= TASK A =
Answer these from the mailing-list message:
(i) What date and time does the message header give?
(ii) Which patch file does vignesh C say contains code that is mostly applicable to the parallel copy patch?
(iii) For Parallel Insert, to what value had "max_parallel_hazard_context.max_interesting" been set?

= DOCUMENT EXTRACT =
· · · ·
Re: Parallel INSERT (INTO ... SELECT ...)

From: Amit Kapila <amit(dot)kapila16(at)gmail(dot)com>
To: Dilip Kumar <dilipbalaut(at)gmail(dot)com>
Cc: Greg Nancarrow <gregn4422(at)gmail(dot)com>, vignesh C <vignesh21(at)gmail(dot)com>, Bharath Rupireddy <bharath(dot)rupireddyforpostgres(at)gmail(dot)com>, Andres Freund <andres(at)anarazel(dot)de>, PostgreSQL-development <pgsql-hackers(at)postgresql(dot)org>
Subject: Re: Parallel INSERT (INTO ... SELECT ...)
Date: 2020-12-09 10:34:47
Message-ID: CAA4eK1JqPNgnud75NeyfPoO1nug-K2B-UBRH=_K0w_75KqzZPQ@mail.gmail.com
Views: Raw Message | Whole Thread | Download mbox | Resend email
Thread:
Lists: pgsql-hackers

On Wed, Dec 9, 2020 at 2:38 PM Dilip Kumar <dilipbalaut(at)gmail(dot)com> wrote:
>
> On Wed, Dec 9, 2020 at 10:11 AM Greg Nancarrow <gregn4422(at)gmail(dot)com> wrote:
> >
> > On Wed, Dec 9, 2020 at 1:35 AM vignesh C <vignesh21(at)gmail(dot)com> wrote:
> > >
> > > Most of the code present in
> > > v9-0001-Enable-parallel-SELECT-for-INSERT-INTO-.-SELECT.patch is
> > > applicable for parallel copy patch also. The patch in this thread
> > > handles the check for PROPARALLEL_UNSAFE, we could slightly make it
> > > generic by handling like the comments below, that way this parallel
> > > safety checks can be used based on the value set in
> > > max_parallel_hazard_context. There is nothing wrong with the changes,
> > > I'm providing these comments so that this patch can be generalized for
> > > parallel checks and the same can also be used by parallel copy.
> >
> > Hi Vignesh,
> >
> > You are absolutely right in pointing that out, the code was taking
> > short-cuts knowing that for Parallel Insert,
> > "max_parallel_hazard_context.max_interesting" had been set to
> > PROPARALLEL_UNSAFE, which doesn't allow that code to be generically
> > re-used by other callers.
· · · ·
(Data extracted from a collection)
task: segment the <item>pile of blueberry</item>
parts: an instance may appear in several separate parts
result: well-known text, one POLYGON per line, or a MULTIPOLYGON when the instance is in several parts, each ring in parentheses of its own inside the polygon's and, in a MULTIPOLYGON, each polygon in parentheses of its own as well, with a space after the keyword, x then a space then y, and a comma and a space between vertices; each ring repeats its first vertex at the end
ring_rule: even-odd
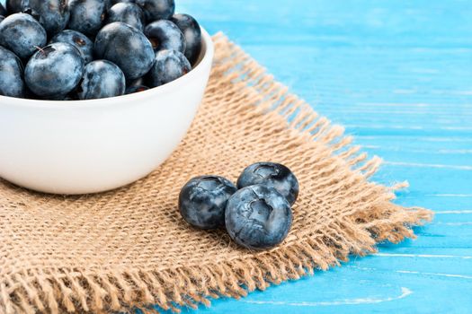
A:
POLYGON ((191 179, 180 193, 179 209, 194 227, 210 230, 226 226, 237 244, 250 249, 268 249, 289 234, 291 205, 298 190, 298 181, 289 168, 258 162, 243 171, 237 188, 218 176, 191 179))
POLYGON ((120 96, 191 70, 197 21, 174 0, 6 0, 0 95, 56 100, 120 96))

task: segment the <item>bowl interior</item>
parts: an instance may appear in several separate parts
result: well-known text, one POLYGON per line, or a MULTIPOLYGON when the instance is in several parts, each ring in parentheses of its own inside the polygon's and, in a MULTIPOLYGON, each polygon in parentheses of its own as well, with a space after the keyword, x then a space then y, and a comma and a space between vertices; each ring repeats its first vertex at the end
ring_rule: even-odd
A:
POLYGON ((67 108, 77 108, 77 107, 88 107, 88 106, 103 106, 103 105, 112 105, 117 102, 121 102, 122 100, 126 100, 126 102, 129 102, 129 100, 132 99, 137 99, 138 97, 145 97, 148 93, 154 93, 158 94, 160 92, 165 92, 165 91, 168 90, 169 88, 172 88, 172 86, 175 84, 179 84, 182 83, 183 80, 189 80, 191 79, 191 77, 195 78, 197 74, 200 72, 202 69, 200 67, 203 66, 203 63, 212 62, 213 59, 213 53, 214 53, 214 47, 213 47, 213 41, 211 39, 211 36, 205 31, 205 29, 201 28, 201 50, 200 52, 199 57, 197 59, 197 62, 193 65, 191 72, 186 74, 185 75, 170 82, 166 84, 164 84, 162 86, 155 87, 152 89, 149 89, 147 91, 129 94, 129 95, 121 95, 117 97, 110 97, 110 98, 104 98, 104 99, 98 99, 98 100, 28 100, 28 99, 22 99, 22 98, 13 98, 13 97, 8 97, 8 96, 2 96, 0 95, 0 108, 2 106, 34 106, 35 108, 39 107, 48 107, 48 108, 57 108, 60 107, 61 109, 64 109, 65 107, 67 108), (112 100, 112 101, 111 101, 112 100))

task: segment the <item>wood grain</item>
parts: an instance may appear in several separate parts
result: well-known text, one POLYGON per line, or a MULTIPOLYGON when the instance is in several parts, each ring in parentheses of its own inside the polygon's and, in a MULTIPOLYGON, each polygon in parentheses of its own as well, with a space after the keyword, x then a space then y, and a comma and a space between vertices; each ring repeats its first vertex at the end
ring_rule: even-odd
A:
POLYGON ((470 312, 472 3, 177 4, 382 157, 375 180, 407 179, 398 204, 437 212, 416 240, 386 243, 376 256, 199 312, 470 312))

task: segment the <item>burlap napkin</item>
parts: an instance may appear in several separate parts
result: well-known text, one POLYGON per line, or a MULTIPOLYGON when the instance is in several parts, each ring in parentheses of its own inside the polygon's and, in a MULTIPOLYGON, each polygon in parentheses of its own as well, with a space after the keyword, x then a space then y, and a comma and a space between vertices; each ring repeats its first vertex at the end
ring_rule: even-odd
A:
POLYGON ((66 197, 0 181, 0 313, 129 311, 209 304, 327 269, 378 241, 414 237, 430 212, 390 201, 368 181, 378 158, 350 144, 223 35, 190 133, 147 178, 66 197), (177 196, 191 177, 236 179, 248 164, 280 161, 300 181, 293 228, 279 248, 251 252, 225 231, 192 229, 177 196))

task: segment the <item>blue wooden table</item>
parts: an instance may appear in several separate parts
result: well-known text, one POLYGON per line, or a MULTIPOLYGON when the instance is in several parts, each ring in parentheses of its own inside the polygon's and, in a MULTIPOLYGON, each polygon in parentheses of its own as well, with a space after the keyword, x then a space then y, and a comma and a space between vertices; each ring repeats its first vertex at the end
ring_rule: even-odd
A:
· · · ·
= TASK B =
Lay out as a Markdown table everything in the entries from their first line down to the line containing "POLYGON ((120 96, 191", with columns Row and Line and blank lines skipped. Leave the pictures out of the table.

= PROBLEM SOLUTION A =
(i) 2020-12-09 10:34:47
(ii) v9-0001-Enable-parallel-SELECT-for-INSERT-INTO-.-SELECT.patch
(iii) PROPARALLEL_UNSAFE

= PROBLEM SOLUTION B =
| Row | Line |
|---|---|
| 1 | task: segment the <item>pile of blueberry</item> |
| 2 | parts: an instance may appear in several separate parts |
| 3 | result: well-known text, one POLYGON per line, or a MULTIPOLYGON when the instance is in several parts, each ring in parentheses of its own inside the polygon's and, in a MULTIPOLYGON, each polygon in parentheses of its own as well, with a space after the keyword, x then a space then y, and a comma and a space between vertices; each ring repeats its first vertex at the end |
| 4 | ring_rule: even-odd |
| 5 | A: |
| 6 | POLYGON ((191 179, 180 193, 179 209, 194 227, 210 230, 226 226, 237 244, 250 249, 268 249, 289 234, 291 205, 298 190, 298 181, 289 168, 258 162, 243 171, 237 188, 218 176, 191 179)) |
| 7 | POLYGON ((120 96, 191 70, 197 21, 174 0, 6 0, 0 95, 56 100, 120 96)) |